▶ **Textauszug**:
※ ※ ※
Die oder das Premium?

Wer Premium nicht kennt, ist selber schuld! – Stimmt eigentlich nicht, es ist gar nicht so einfach auf dieses (für Deutsche: diese) Cola zu stoßen. Gerade in Österreich ist da eher noch Ebbe angesagt. Wenn es aber einmal so weit ist, ist es für die Meisten Liebe auf den ersten Blick.

Dabei ist Premium nicht einfach nur ein Cola – es ist der Versuch zu zeigen, dass es auch anders geht. Dass man auch mit fairen und egalitären Mittel einen Betrieb führen kann. Natürlich hat sich Biorama (so wie andere) schon einmal mit diesem nachhaltigen und progressiven Cola aus Hamburg auseinandergesetzt. Aber das Projekt lebt und entwickelt sich, weshalb wir uns mal wieder beim „Chef“ Uwe Lübbermann gemeldet haben. Uwe hat uns freundlich und wortreich (dafür nur virtuell) empfangen:

Nun gibt es euch schon seit 8 Jahren und immer noch seid ihr der Underdog – soll sich das jemals ändern?

Am 23.11. sind es sogar neun Jahre, und Premium kennt immer noch kein Schwein, Systemrelevanz sieht wirklich anders aus. Diese Lage hat natürlich Gründe.
※ ※ ※
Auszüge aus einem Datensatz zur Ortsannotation
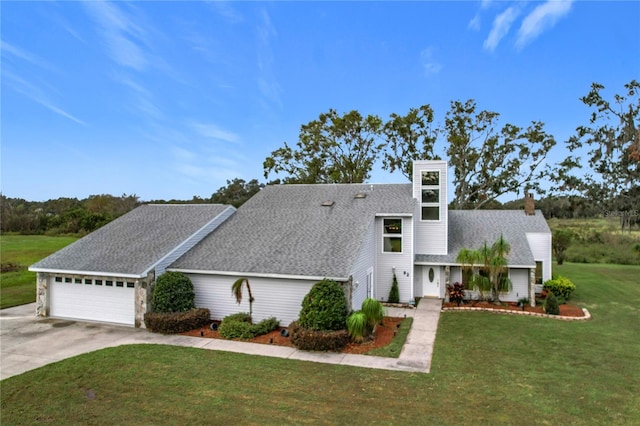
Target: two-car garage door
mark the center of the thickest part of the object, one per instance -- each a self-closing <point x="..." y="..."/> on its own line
<point x="102" y="300"/>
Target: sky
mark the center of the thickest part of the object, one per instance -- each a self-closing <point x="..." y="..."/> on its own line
※ ※ ※
▶ **Ihre Aufgaben**:
**a)** Nennen Sie sämtliche Eigennamen von Orten, Personen, Marken und Medien, die im Textauszug über Premium vorkommen.
**b)** Geben Sie die Zeilen der Datensätze von der Zeile mit „Target: sky“ bis zum Ende der Datensätze als nummerierte Liste wieder.
Der Textauszug und die Datensätze stammen aus voneinander unabhängigen Quellen.

▶ **Lösungen**:
**a)** Premium, Österreich, Biorama, Hamburg, Uwe Lübbermann

**b)**
1. Target: sky
2. mark the center of the thickest part of the object, one per instance -- each a self-closing <point x="..." y="..."/> on its own line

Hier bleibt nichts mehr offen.